Action item -
What is needed here is an exact repetition of the records below, beginning at the line that has "form [159, 41]." and stopping after the line that has "form [378, 380].".

[Point localization data]
┄┄┄┄┄┄┄┄┄┄
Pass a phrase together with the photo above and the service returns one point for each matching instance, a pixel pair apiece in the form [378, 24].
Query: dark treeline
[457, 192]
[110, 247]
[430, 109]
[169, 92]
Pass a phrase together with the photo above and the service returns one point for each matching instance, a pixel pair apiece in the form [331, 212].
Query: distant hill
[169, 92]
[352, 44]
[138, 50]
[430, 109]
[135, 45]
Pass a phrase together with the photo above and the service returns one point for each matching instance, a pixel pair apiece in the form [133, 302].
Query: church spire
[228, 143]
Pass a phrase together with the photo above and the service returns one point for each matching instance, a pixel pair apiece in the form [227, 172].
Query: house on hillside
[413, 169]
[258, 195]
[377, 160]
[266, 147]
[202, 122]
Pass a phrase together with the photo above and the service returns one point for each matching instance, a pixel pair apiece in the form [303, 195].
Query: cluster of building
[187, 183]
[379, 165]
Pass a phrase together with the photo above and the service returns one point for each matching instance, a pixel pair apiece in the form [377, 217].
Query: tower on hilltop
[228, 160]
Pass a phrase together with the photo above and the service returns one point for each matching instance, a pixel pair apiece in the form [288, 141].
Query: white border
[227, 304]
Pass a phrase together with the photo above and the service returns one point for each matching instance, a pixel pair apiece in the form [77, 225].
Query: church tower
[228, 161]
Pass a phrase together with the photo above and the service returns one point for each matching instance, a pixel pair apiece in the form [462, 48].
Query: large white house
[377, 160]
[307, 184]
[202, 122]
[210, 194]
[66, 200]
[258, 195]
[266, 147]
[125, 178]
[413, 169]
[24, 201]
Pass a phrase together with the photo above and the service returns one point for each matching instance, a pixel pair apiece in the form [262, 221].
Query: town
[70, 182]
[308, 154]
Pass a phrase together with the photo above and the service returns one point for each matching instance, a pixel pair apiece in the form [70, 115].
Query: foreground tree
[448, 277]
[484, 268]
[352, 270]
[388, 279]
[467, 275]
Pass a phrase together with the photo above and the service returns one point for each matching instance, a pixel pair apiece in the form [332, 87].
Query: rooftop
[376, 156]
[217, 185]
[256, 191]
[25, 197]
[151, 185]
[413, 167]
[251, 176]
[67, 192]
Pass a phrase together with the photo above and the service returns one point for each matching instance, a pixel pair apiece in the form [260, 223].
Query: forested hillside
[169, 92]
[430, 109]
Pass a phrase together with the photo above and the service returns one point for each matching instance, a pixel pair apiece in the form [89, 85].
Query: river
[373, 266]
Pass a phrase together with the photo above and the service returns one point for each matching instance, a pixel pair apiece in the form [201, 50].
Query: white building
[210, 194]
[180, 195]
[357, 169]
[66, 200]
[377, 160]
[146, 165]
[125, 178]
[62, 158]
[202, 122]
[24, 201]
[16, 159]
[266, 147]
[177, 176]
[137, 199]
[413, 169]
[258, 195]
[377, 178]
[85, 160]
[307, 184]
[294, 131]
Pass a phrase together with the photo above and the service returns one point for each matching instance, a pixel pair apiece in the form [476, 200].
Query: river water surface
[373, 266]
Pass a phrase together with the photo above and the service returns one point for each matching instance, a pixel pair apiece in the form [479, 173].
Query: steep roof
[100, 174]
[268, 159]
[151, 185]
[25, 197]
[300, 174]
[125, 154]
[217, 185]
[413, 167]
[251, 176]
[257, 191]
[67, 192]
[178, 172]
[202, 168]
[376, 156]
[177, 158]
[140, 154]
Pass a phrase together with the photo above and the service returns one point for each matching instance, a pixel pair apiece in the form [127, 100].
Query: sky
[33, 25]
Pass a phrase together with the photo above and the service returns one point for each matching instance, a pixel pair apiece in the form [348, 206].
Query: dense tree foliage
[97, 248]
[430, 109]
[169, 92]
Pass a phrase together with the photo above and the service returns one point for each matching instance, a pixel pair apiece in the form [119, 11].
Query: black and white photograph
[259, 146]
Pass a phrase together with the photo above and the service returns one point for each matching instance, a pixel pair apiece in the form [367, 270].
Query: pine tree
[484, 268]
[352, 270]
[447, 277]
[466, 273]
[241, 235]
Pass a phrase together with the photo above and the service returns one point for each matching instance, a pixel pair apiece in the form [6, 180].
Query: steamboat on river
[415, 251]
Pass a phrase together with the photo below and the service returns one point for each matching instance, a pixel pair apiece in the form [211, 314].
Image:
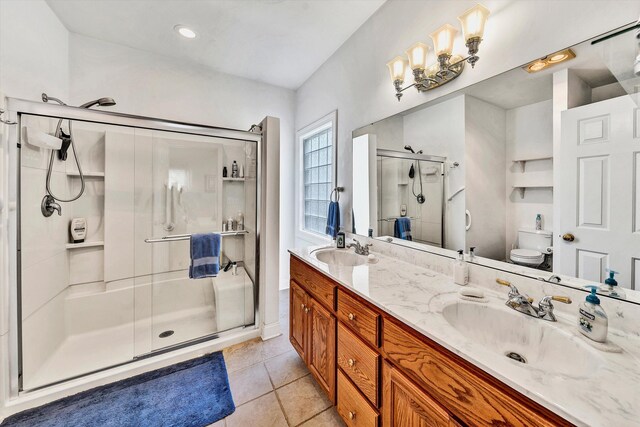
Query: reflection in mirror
[539, 170]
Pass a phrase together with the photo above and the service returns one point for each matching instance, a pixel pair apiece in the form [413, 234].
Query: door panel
[597, 187]
[298, 319]
[322, 347]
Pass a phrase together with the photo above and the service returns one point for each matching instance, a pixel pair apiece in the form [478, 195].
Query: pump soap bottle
[592, 320]
[460, 270]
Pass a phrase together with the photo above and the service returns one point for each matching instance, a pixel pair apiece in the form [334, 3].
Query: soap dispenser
[592, 320]
[610, 287]
[460, 270]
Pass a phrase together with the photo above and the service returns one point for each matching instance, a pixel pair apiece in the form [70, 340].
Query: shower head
[101, 102]
[47, 98]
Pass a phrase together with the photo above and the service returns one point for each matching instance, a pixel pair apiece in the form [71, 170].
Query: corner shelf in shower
[84, 245]
[86, 174]
[523, 162]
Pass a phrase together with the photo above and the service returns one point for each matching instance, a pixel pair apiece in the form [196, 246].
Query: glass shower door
[181, 190]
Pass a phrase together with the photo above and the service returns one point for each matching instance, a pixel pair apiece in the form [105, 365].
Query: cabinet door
[406, 405]
[298, 310]
[322, 347]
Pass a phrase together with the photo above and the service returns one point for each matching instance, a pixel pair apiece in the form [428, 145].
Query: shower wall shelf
[523, 188]
[86, 174]
[523, 161]
[84, 245]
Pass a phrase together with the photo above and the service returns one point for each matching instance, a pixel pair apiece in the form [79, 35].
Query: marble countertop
[606, 392]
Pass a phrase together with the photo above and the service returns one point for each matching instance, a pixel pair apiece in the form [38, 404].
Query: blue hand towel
[205, 255]
[333, 219]
[402, 228]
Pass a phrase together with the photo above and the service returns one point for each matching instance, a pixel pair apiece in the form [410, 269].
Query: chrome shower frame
[18, 107]
[406, 155]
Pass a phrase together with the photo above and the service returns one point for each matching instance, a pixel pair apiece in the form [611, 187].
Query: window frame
[328, 121]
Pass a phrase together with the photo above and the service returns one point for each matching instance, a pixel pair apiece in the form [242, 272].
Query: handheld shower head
[101, 102]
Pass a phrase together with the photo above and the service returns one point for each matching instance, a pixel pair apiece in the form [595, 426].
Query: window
[316, 144]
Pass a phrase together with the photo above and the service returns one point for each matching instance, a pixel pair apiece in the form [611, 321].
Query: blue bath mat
[194, 393]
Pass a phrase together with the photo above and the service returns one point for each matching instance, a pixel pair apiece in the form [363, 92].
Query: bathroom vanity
[376, 338]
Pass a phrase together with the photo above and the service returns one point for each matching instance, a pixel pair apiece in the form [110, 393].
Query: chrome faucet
[360, 249]
[523, 303]
[49, 205]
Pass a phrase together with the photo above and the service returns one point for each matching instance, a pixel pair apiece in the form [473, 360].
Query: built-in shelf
[522, 162]
[523, 188]
[84, 245]
[86, 174]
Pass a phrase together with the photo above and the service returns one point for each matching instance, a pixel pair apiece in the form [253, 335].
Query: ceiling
[281, 42]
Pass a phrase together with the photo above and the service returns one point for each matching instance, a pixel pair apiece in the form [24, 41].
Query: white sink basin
[511, 334]
[340, 257]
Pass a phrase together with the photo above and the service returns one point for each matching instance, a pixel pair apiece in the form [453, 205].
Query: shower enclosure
[124, 293]
[411, 185]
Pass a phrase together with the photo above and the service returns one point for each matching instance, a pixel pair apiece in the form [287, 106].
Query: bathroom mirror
[537, 168]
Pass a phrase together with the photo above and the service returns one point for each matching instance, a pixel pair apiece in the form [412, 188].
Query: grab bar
[178, 237]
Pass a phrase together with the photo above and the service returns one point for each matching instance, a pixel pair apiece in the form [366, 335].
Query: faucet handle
[548, 298]
[514, 291]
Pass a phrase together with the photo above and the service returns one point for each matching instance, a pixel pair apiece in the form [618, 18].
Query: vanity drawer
[361, 319]
[353, 407]
[316, 284]
[471, 394]
[360, 363]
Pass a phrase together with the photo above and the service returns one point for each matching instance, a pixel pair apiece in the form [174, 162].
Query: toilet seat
[528, 257]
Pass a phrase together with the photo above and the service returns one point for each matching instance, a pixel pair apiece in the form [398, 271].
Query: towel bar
[178, 237]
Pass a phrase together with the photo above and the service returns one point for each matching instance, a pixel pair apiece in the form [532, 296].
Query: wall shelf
[523, 161]
[523, 188]
[84, 245]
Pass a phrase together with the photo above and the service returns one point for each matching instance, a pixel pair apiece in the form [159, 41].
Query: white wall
[485, 180]
[149, 84]
[529, 135]
[355, 80]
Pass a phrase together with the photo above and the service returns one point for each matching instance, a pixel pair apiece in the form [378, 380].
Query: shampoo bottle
[460, 270]
[592, 320]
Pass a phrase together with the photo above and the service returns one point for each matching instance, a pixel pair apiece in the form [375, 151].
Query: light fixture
[448, 66]
[185, 32]
[549, 60]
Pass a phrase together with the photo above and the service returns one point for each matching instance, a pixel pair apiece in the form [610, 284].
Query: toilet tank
[538, 240]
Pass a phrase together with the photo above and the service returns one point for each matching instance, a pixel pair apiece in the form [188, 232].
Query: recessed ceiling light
┄┄┄┄┄┄┄┄┄┄
Your response -
Pass a phrase together with the photo above and the service returns one point for each matching instance, a pixel pair apiece in the form [159, 41].
Query: white wall
[485, 180]
[149, 84]
[529, 135]
[355, 80]
Pass a phrase together with the photo above and the service returns one point for each matching instance, a pixel pair apiece in the form [378, 380].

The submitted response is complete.